Source data –

++++++

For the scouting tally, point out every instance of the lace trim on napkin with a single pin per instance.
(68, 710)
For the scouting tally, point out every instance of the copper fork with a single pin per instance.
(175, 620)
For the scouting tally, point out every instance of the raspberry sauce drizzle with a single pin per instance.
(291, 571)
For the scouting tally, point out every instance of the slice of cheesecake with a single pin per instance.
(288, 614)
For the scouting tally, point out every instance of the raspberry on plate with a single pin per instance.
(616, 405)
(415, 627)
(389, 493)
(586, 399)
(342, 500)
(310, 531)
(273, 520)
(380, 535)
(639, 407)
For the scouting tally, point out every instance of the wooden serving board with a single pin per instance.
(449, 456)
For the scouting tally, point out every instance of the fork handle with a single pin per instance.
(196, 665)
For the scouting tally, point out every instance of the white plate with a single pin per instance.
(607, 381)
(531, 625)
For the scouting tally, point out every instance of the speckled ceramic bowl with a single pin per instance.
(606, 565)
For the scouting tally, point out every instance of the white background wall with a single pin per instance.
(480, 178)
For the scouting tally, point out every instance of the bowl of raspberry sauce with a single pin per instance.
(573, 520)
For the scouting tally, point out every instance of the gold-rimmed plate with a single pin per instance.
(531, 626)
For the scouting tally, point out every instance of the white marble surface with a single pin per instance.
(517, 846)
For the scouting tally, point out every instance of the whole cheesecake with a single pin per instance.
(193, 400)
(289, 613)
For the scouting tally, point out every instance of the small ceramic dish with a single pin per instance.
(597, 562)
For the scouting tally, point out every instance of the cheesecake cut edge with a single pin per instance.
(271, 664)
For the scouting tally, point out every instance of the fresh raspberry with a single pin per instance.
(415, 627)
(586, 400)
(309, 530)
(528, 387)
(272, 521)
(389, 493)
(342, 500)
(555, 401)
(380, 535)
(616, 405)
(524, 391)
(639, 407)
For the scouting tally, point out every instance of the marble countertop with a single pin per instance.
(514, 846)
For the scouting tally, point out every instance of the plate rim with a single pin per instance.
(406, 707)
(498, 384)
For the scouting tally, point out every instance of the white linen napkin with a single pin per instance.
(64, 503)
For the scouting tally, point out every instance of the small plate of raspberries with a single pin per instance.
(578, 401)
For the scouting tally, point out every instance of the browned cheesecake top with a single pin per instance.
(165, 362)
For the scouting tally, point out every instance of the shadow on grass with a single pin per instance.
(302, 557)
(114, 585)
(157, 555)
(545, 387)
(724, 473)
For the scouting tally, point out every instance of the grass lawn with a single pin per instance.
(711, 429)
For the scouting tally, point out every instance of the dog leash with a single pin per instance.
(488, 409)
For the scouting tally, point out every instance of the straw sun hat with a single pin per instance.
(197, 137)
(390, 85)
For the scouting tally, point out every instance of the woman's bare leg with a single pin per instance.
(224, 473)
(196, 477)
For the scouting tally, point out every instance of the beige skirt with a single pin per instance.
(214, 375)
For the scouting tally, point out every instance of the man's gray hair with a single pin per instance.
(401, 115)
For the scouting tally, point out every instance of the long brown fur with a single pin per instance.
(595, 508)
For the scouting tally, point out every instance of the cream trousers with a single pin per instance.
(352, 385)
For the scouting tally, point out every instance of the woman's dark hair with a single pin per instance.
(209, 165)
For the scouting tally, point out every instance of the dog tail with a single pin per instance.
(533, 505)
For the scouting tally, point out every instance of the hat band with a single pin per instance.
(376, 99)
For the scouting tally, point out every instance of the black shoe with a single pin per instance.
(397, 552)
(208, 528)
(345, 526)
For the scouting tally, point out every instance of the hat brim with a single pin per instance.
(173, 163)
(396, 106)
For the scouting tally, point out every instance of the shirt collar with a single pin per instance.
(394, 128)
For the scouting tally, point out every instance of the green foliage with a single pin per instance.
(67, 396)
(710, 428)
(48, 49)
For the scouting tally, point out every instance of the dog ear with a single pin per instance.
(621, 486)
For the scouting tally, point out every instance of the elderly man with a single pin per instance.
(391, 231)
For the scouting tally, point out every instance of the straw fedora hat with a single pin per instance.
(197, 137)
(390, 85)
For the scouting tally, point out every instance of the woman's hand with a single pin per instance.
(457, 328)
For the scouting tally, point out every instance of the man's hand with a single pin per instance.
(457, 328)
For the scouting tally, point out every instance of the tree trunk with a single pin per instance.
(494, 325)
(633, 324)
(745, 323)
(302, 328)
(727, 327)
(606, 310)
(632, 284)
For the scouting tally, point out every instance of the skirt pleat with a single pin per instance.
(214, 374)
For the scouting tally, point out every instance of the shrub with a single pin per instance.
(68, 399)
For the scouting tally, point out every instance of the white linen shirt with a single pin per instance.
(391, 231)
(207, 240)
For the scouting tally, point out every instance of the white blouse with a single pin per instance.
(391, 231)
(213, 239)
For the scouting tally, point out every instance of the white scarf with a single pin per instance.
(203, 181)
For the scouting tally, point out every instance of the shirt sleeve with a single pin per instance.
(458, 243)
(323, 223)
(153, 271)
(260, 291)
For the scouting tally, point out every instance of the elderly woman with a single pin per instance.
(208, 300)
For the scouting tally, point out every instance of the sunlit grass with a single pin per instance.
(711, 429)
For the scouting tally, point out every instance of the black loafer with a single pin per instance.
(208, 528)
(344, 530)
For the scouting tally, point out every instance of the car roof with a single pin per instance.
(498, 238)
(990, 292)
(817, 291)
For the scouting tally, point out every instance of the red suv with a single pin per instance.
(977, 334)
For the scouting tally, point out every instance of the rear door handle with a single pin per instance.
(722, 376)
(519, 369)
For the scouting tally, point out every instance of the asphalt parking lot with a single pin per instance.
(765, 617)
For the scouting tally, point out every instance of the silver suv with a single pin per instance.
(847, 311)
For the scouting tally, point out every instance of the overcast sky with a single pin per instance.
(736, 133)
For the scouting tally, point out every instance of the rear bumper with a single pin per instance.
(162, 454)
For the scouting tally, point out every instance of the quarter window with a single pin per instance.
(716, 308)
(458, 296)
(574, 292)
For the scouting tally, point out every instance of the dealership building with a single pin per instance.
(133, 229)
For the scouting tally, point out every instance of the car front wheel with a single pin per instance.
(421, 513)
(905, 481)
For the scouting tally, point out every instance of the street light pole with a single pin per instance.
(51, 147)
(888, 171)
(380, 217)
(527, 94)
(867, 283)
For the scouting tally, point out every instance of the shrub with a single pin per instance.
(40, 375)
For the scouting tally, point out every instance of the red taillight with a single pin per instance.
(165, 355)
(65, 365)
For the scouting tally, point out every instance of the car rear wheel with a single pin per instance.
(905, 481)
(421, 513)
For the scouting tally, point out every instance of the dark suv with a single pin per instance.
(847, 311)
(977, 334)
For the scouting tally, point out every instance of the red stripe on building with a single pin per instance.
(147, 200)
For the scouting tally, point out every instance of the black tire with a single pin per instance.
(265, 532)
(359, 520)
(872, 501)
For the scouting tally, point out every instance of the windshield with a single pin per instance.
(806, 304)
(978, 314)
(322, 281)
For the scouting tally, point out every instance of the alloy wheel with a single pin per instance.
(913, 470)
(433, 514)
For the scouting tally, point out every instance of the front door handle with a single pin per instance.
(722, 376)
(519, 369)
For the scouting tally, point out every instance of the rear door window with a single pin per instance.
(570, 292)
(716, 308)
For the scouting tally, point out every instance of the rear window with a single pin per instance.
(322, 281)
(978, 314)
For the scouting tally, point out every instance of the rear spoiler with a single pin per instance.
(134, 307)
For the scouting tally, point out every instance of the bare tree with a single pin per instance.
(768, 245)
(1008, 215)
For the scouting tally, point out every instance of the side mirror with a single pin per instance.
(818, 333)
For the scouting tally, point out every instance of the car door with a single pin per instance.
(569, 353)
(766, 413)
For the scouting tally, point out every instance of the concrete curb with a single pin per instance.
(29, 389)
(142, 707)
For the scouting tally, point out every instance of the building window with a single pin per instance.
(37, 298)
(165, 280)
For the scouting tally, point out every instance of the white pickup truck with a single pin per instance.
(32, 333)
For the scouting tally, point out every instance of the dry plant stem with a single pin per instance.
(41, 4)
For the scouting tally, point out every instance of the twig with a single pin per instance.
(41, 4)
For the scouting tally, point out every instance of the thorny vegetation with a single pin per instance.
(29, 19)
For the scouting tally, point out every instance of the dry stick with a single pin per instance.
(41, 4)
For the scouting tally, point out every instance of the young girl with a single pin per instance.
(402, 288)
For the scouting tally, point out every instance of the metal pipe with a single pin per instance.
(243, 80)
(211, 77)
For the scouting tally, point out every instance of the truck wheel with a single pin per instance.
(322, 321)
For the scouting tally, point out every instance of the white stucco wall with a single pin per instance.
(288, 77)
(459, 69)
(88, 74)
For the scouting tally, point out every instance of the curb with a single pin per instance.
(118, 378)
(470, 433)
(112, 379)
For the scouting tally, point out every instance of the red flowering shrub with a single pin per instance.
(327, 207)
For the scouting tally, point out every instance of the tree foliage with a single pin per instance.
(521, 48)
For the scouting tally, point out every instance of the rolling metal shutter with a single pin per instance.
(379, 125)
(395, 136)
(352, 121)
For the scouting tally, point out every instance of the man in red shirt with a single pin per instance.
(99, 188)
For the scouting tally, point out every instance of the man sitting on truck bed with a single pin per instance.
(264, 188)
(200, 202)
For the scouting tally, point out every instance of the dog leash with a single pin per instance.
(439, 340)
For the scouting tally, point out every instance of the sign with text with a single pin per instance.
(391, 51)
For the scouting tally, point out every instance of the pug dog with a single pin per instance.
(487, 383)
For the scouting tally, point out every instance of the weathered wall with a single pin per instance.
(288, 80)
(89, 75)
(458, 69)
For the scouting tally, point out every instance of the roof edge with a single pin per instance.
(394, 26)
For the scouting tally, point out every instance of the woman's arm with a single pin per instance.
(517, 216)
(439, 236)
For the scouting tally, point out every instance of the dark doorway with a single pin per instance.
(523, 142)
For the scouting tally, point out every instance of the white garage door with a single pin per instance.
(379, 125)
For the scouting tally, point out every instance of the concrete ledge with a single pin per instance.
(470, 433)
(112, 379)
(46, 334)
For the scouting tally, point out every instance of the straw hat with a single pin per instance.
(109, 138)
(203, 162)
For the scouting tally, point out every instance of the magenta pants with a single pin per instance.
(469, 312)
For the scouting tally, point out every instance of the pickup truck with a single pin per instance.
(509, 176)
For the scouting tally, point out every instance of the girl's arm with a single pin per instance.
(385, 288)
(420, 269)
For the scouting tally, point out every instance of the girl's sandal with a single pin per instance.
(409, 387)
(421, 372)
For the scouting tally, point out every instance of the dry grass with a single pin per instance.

++++++

Extract every line from the one with "sandal with a single pin per instance." down to the final line above, both included, exactly as written.

Written answer –
For the scouting tally, point out every instance of the girl's sandal with a single pin per instance.
(409, 387)
(421, 372)
For the scouting tally, point out every instance of the dry grass with a single pin per instance.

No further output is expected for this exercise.